Below are the records; copy each line in which "rock" occurs.

[Data excerpts]

******

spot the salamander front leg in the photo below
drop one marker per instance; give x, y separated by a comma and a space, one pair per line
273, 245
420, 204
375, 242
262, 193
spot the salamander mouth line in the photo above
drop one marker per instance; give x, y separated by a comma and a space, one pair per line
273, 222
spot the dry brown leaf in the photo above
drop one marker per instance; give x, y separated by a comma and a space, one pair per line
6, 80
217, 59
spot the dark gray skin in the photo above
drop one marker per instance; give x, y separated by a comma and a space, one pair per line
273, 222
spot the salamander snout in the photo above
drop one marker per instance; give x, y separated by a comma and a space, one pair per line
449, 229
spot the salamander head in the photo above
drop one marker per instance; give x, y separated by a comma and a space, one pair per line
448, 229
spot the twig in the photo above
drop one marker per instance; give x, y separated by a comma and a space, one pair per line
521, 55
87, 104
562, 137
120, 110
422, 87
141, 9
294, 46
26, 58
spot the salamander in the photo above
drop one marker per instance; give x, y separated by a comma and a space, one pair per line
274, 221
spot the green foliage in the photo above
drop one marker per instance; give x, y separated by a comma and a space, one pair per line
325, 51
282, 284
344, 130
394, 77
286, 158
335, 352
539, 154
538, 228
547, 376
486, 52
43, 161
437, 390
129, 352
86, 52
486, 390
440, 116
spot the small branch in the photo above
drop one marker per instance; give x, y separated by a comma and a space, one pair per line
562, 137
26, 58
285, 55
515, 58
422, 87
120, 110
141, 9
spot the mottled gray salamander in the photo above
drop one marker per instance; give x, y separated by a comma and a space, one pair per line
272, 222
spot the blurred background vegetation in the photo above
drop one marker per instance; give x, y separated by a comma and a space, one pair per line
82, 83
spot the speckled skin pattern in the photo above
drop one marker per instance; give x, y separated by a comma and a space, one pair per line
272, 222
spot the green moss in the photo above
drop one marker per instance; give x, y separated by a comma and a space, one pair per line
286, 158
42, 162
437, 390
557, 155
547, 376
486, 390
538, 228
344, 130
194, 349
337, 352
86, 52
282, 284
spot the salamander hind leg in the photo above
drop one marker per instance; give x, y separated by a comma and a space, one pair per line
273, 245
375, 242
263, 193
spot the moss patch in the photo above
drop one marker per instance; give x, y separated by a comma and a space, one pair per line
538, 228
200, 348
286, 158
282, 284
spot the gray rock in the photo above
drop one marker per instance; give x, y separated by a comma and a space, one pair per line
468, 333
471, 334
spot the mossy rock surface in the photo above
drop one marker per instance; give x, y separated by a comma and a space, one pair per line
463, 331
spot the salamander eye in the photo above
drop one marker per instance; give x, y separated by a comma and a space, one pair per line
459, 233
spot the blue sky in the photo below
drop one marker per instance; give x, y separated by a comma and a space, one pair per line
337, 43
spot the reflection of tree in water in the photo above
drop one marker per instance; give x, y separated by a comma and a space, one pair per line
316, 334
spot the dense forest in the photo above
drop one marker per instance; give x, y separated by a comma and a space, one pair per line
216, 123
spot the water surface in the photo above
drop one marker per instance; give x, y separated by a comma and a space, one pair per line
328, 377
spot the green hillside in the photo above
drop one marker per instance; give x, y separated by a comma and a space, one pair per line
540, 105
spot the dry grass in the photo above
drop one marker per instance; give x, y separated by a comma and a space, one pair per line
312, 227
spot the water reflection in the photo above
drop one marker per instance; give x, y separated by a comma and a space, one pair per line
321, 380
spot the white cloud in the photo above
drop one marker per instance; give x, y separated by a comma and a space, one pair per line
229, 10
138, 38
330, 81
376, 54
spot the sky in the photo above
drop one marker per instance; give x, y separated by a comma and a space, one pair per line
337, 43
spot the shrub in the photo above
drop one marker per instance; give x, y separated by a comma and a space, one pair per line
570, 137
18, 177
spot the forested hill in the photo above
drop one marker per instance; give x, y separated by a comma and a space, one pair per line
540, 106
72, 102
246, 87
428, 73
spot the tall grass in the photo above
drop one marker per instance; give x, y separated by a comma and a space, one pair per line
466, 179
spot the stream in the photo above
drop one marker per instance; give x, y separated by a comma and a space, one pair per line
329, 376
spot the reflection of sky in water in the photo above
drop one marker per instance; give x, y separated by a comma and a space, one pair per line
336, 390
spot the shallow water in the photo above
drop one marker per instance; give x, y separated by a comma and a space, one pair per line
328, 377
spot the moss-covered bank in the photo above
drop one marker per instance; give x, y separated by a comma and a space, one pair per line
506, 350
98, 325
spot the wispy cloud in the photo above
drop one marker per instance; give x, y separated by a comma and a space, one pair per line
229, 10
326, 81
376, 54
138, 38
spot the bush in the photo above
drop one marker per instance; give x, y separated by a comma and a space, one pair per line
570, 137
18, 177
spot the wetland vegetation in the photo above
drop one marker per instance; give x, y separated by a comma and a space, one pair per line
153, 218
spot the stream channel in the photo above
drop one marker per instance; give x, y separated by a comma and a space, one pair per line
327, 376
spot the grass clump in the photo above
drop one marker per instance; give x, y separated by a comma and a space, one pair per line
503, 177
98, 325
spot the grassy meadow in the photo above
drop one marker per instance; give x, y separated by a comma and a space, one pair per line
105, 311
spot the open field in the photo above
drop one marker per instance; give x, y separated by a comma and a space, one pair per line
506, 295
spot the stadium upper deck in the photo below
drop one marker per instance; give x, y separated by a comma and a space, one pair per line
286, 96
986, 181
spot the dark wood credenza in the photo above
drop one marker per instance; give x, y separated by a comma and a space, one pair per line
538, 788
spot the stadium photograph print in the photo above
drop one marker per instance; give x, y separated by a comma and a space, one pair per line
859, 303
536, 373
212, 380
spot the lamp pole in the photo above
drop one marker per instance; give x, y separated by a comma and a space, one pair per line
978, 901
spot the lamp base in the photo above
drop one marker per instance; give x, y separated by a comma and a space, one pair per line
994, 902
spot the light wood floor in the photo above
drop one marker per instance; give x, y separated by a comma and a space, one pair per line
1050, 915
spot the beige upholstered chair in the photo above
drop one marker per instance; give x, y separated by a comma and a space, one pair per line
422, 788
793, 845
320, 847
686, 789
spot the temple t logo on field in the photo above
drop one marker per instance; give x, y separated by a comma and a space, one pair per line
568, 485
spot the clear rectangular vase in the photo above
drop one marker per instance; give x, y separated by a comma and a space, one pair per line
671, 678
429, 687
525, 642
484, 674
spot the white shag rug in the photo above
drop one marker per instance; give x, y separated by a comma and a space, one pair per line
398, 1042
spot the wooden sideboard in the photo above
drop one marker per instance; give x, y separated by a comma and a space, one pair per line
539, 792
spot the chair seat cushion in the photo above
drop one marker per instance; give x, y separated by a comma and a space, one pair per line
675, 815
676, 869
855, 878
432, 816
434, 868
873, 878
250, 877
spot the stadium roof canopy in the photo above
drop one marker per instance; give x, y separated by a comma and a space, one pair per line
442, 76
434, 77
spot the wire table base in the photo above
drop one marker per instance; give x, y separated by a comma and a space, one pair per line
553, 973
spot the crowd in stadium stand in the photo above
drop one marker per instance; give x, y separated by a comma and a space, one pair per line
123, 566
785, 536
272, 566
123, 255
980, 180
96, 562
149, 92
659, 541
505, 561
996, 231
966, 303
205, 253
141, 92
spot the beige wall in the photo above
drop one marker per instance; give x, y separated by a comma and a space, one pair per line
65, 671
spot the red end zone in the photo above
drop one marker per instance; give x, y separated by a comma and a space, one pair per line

******

** REPLY TO THE TASK **
spot the gray rock in the photo above
spot the mossy rock surface in the photo above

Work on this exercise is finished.